Feb 20 2009
Understanding the mechanisms by which the brain functions is one of the most complex challenges in science. One important aspect is the electrical conduction of stimuli in nerve cells. In order to study neuronal circuits, a sharp metal electrode is usually inserted into the brain to introduce a current.
However, the response does not reflect the highly complex activation patterns of natural nerve stimuli. In addition, the direct current applied in this fashion causes damage to tissue through undesired electrochemical side reactions. Collaboration between neuroscientists and nanomaterials researchers at Case Western Reserve University (Cleveland, Ohio, USA) has resulted in the development of a technique that is both gentler and elicits more natural nerve impulses. As reported in the journal Angewandte Chemie, the technique is based on a micropipette coated with semiconductor nanoparticles that activates neurons in brain tissue with visible or infrared (IR) light. In contrast to conventional electrodes, these photoelectrodes require neither wires nor electrical power.

• • • • • • •

SET OF TASKS »
1) Answer from the passage on light-activated nerve stimulation:
(a) What is a sharp metal electrode usually inserted into the brain to do?
(b) At which university did the collaboration take place?
(c) What two things do the new photoelectrodes not require?
2) Go on with the passage on light-activated nerve stimulation, starting after its final sentence.
The lines that follow come from a separate source.

DATA SECTION »

• • • • • • •

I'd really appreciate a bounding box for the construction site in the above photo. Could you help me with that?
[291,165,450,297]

• • • • • • •

ANSWERS BELOW »
1)
(a) To introduce a current.
(b) Case Western Reserve University (Cleveland, Ohio, USA).
(c) Wires and electrical power.

2)
The team led by Ben W. Strowbridge and Clemens Burda coated the interiors of extremely finely drawn-out glass micropipettes with lead selenide nanoparticles. Lead selenide is a semiconductor that is activated by IR light. As in solar cells, irradiation “catapults” firmly bound electrons out of the valence band and into the conduction band of the semiconductor, where they can move freely. This leads to charge separation and thus to an electrical potential. With a suitable laser, defined processes elicited by short light pulses set off corresponding electrical pulses in the micropipette. An electrical field is thus formed around the pipette, which can then be used by the researchers to stimulate neurons in rat brain samples with a high degree of time-resolution. Measuring electrodes could then be used to record the natural activation patterns of very similar nerve impulses.
Samples of the olfactory bulb (a region of the brain involved in processing smell) and the hippocampus (part of the cerebrum important in the transfer of contents from short-term to the long-term memory) were examined. Neither toxic effects nor damage to the nerve cells were observed after repeated stimulation.
By using these new photoelectrodes, the cooperation of nerve cells can be studied. However, therapeutic applications are also possible: the probes could be used to activate individual regions of the brain or damaged or cut nerves to restore function – without the need for disturbing wires.